» **What you need to do**:
Rewrite the stretch of the passage on R radicals from "The R radical" through "the —C(O)— group.", putting "univalent" in place of "monovalent".

» **Text passage**:
--------
The R radical includes the monovalent radicals —F, —Cl, —Br, —CN, —SCN, —NCO, alkoxy radicals and SiC-bonded, optionally substituted hydrocarbon radicals which may be interrupted by oxygen atoms or the —C(O)— group.
Examples of R radicals are alkyl radicals, for example the methyl, ethyl, n-propyl, isopropyl, n-butyl, isobutyl, tert-butyl, n-pentyl, isopentyl, neopentyl, tert-pentyl radical, hexyl radicals, for example the n-hexyl radical, heptyl radicals, for example the n-heptyl radical, octyl radicals, for example the n-octyl radical and isooctyl radicals, for example the 2,2,4-trimethylpentyl radical, nonyl radicals, for example the n-nonyl radical, decyl radicals, for example the n-decyl radical, dodecyl radicals, for example the n-dodecyl radical, and octadecyl radicals, for example the n-octadecyl radical, cycloalkyl radicals, for example cyclopentyl, cyclohexyl, cycloheptyl and methylcyclohexyl radicals, aryl radicals, for example the phenyl, naphthyl, anthryl and phenanthryl radical, alkaryl radicals, for example o-, m-, p-tolyl radicals, xylyl radicals and ethylphenyl radicals, and aralkyl radicals such as the benzyl radical, and the α- and the β-phenylethyl radical.
--------
» **Stored rows**:
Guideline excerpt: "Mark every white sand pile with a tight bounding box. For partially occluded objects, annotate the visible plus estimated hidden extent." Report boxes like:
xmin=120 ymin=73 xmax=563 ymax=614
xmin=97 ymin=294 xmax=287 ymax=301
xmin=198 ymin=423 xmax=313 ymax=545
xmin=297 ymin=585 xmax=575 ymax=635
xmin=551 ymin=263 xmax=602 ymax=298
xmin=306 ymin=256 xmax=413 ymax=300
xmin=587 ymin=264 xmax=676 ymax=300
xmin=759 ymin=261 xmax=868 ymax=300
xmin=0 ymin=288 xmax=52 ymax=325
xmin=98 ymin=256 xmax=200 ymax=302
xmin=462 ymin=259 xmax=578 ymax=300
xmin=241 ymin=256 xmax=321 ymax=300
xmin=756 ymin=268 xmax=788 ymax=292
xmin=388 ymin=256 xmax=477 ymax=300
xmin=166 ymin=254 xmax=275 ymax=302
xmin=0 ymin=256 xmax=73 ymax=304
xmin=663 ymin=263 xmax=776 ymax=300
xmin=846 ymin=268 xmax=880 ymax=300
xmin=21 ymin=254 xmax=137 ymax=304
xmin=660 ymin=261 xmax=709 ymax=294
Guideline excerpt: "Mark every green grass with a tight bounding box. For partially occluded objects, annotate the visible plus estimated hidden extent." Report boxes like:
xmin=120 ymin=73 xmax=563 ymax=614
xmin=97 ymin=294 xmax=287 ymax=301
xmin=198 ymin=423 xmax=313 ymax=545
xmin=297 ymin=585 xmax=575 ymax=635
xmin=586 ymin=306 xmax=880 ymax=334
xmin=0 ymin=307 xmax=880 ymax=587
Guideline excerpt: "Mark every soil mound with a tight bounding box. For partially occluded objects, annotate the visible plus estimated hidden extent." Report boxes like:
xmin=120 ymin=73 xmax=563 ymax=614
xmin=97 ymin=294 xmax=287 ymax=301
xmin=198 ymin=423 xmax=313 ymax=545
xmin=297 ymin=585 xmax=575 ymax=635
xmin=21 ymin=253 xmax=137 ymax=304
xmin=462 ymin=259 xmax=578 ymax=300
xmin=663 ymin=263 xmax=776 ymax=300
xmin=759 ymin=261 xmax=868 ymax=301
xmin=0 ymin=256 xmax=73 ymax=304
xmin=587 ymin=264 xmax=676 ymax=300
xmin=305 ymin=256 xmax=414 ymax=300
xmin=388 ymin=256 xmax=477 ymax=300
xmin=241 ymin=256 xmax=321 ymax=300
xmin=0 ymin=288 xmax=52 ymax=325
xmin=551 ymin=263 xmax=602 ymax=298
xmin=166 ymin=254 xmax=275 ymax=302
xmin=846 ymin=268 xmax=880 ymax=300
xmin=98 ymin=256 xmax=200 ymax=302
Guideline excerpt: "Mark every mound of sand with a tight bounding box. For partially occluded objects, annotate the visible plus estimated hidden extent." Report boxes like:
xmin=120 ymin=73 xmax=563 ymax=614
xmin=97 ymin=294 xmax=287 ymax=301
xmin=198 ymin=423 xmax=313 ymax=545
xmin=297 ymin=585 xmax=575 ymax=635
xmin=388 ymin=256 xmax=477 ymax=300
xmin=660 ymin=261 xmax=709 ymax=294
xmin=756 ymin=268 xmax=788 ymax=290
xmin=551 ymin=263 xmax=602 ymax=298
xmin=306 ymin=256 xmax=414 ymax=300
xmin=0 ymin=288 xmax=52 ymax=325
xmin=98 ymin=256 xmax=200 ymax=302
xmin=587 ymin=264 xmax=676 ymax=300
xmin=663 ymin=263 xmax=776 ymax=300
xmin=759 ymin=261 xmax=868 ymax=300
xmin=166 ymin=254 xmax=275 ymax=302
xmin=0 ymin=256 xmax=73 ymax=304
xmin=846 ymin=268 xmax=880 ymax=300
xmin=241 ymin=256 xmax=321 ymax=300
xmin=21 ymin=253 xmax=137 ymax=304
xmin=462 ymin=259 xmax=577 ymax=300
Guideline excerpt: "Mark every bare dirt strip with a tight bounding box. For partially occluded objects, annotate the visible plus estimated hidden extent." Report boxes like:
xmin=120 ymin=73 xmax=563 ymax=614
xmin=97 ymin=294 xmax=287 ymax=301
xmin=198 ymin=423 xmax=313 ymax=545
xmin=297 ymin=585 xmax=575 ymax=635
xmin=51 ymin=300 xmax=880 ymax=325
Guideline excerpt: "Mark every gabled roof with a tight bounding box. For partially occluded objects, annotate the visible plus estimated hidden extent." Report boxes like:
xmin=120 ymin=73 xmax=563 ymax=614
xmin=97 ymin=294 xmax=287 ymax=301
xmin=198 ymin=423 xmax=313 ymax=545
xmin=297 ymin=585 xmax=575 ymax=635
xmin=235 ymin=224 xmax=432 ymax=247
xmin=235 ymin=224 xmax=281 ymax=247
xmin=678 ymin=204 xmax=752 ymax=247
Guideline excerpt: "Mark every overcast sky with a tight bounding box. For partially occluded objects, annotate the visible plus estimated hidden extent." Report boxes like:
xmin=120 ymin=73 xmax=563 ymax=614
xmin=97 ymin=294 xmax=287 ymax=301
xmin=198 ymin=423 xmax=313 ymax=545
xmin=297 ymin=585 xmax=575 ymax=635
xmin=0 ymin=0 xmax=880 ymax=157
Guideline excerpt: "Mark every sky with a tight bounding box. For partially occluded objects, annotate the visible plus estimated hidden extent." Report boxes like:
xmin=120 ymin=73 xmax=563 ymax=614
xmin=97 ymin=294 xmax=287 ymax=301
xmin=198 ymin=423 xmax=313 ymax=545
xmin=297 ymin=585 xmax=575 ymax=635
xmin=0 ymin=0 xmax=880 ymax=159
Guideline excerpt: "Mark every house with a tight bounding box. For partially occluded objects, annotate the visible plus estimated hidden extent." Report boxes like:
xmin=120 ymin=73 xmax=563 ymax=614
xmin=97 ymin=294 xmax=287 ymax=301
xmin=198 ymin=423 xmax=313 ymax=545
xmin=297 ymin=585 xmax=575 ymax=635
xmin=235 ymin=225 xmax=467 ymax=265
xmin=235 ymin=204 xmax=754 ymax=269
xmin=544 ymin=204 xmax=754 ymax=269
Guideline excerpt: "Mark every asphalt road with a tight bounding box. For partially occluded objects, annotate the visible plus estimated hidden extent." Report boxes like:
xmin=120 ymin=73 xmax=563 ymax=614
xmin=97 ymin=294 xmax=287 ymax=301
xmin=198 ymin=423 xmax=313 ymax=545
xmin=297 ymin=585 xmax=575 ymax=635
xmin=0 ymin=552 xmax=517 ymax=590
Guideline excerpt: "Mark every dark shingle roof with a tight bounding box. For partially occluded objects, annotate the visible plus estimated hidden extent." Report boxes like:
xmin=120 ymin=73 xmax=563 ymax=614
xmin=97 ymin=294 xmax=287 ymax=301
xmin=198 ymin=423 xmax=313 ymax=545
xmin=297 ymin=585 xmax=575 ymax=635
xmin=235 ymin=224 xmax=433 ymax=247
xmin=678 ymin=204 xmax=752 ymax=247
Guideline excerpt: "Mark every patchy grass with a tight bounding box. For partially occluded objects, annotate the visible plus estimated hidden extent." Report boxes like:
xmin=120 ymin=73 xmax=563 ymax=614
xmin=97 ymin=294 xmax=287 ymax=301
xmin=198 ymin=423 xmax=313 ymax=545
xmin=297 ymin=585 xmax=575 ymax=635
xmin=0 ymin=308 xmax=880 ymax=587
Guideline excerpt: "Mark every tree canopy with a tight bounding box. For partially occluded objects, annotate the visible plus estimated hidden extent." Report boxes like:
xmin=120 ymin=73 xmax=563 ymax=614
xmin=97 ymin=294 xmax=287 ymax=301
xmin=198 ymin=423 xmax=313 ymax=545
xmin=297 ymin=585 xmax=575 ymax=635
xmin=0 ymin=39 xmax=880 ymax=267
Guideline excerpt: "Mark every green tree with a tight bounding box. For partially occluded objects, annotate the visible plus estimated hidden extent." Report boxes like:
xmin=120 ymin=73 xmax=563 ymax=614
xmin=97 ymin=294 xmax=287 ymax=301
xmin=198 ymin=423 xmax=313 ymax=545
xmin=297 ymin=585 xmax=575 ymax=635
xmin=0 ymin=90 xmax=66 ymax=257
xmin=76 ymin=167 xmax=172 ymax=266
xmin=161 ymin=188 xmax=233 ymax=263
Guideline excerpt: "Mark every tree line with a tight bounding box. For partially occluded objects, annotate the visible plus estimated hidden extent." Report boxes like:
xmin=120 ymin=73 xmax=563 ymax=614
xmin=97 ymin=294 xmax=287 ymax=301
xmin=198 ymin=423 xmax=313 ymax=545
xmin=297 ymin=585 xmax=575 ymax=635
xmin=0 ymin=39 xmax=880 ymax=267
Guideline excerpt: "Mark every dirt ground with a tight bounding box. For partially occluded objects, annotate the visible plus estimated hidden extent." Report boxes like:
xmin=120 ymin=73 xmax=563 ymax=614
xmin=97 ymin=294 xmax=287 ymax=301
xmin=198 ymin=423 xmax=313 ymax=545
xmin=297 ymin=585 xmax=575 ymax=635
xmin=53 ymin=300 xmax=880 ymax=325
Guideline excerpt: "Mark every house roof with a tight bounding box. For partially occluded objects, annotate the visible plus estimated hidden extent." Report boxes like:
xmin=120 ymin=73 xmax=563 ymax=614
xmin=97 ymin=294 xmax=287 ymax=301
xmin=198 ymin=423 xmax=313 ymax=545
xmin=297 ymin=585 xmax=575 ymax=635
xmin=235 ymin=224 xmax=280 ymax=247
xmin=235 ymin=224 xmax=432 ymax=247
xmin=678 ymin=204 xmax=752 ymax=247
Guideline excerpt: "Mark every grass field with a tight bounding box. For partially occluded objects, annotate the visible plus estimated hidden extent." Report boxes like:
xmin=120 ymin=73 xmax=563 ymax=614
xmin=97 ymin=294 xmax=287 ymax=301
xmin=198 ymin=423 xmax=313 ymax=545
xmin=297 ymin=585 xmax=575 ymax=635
--------
» **Response below**:
The R radical includes the univalent radicals —F, —Cl, —Br, —CN, —SCN, —NCO, alkoxy radicals and SiC-bonded, optionally substituted hydrocarbon radicals which may be interrupted by oxygen atoms or the —C(O)— group.